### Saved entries
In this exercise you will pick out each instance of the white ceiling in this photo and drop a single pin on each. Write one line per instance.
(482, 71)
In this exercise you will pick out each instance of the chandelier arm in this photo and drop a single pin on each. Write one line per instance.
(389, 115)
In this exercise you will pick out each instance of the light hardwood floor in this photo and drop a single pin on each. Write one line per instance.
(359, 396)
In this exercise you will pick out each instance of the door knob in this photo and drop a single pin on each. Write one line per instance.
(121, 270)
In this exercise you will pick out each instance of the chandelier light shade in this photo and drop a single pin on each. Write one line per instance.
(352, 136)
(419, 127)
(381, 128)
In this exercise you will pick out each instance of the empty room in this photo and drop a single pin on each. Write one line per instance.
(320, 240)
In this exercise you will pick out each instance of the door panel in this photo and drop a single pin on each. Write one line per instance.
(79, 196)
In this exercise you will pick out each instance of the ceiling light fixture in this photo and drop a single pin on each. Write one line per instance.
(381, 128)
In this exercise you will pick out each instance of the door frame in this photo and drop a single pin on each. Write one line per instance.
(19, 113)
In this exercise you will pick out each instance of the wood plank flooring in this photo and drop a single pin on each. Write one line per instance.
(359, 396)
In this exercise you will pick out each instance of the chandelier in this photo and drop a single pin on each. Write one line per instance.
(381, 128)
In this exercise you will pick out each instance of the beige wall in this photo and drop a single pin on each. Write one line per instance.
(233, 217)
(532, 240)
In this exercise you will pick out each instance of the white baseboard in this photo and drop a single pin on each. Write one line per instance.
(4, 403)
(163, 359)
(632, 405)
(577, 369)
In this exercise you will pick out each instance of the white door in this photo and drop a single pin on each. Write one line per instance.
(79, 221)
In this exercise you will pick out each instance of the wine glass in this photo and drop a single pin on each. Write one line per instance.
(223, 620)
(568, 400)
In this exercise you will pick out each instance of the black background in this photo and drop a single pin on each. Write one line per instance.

### What you need to do
Return the data exactly. Include every record.

### Output below
In this exercise you will pick out each instance of the white ceiling in this photo and drop a single pin on each. Write one line per instance.
(482, 71)
In this exercise you will pick out each instance of the chandelier arm in this photo and drop a single pin on each. Write one line per instance.
(389, 115)
In this exercise you will pick out each instance of the light hardwood floor in this photo and drop a single pin on each. Write one line per instance.
(359, 396)
In this exercise you will pick out each instance of the door knob in this photo and drop a single pin on each. Write one line per instance.
(121, 270)
In this exercise you will pick out each instance of the chandelier light shade in this photo and drop a single pin on each. Write one line per instance.
(352, 136)
(419, 127)
(381, 128)
In this exercise you will pick out each instance of the empty room in this photo and drop a single pin on each. Write one line per instance.
(320, 240)
In this exercise you will pick out each instance of the door panel in this photo and drop a single pin on each. Write one line per instance.
(79, 196)
In this exercise you will pick out each instance of the ceiling light fixture in this photo and drop a single pin on each. Write one line per instance.
(381, 128)
In this exercise you will pick out each instance of the door frame in this photo and drop a single pin on each. Write one line per instance.
(19, 113)
In this exercise you will pick out each instance of the wood plank flooring in this photo and drop a single pin on each. Write one line per instance.
(359, 396)
In this exercise you will pick out each instance of the chandelier in this photo and drop a single pin on each. Write one line per instance.
(381, 128)
In this exercise you will pick out each instance of the beige wall in this photo and drop a single pin on each. Write one line per instance.
(233, 217)
(532, 240)
In this exercise you will pick out each instance of the white baseboard in this photo and drop a single pin on each. Write one line per instance.
(4, 403)
(163, 359)
(632, 405)
(577, 369)
In this exercise you will pick out each instance of the white door in this photo and drop a single pin on each. Write one line per instance.
(79, 221)
In this exercise you will pick out each instance of the wine glass in this photo and drop a single pin on each. Write one line per instance.
(223, 620)
(568, 400)
In this exercise you will pick out each instance of the black background in this photo and drop a single pin on each. Write one line per instance.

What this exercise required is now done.